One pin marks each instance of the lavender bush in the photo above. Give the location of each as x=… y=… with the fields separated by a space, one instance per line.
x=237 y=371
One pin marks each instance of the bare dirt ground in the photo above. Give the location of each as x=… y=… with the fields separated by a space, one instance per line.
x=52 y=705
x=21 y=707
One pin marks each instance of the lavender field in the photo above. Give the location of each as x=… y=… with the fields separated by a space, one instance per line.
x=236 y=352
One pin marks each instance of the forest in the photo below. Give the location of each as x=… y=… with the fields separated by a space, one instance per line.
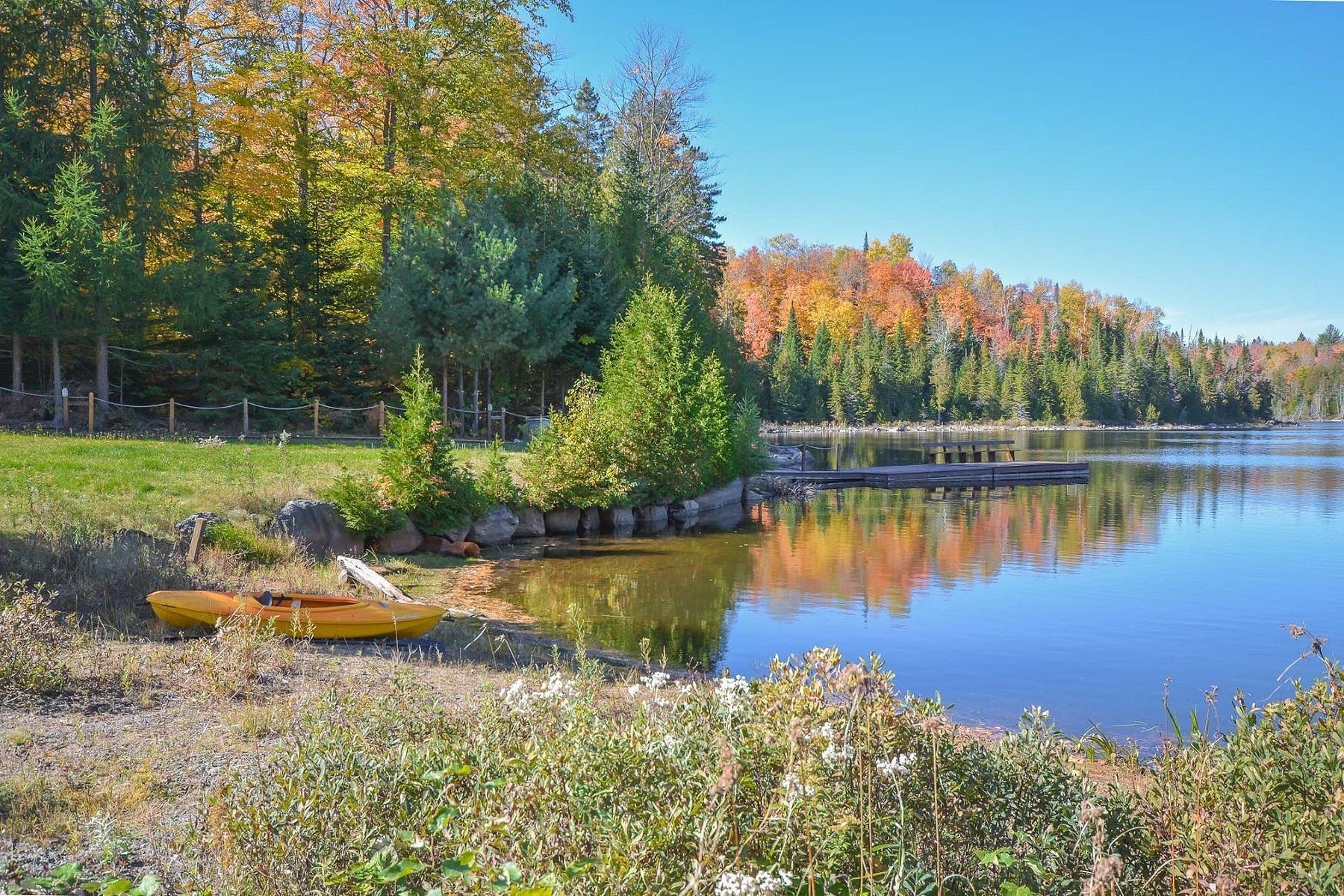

● **Exercise details**:
Return the preceding entries exactly, each word as given, but leave out any picture.

● **Solution to this task**:
One pin marks each instance of the lavender bush in the photo above. Give the location of each as x=… y=… with the fields separated by a space, one instance per line.
x=237 y=371
One pin marks each instance of the bare dirt ground in the photo above. Give the location of each as x=… y=… with the fields separated by a space, one instance per line.
x=52 y=705
x=21 y=707
One pin marks each instance of the lavender field in the photo above. Give the location of each as x=… y=… with the fields separated by a space, one instance per line.
x=236 y=352
One pin marks each instance of the forest in the photo below. Give the location of each as x=… y=… with the fields separated by a space, one instance per line.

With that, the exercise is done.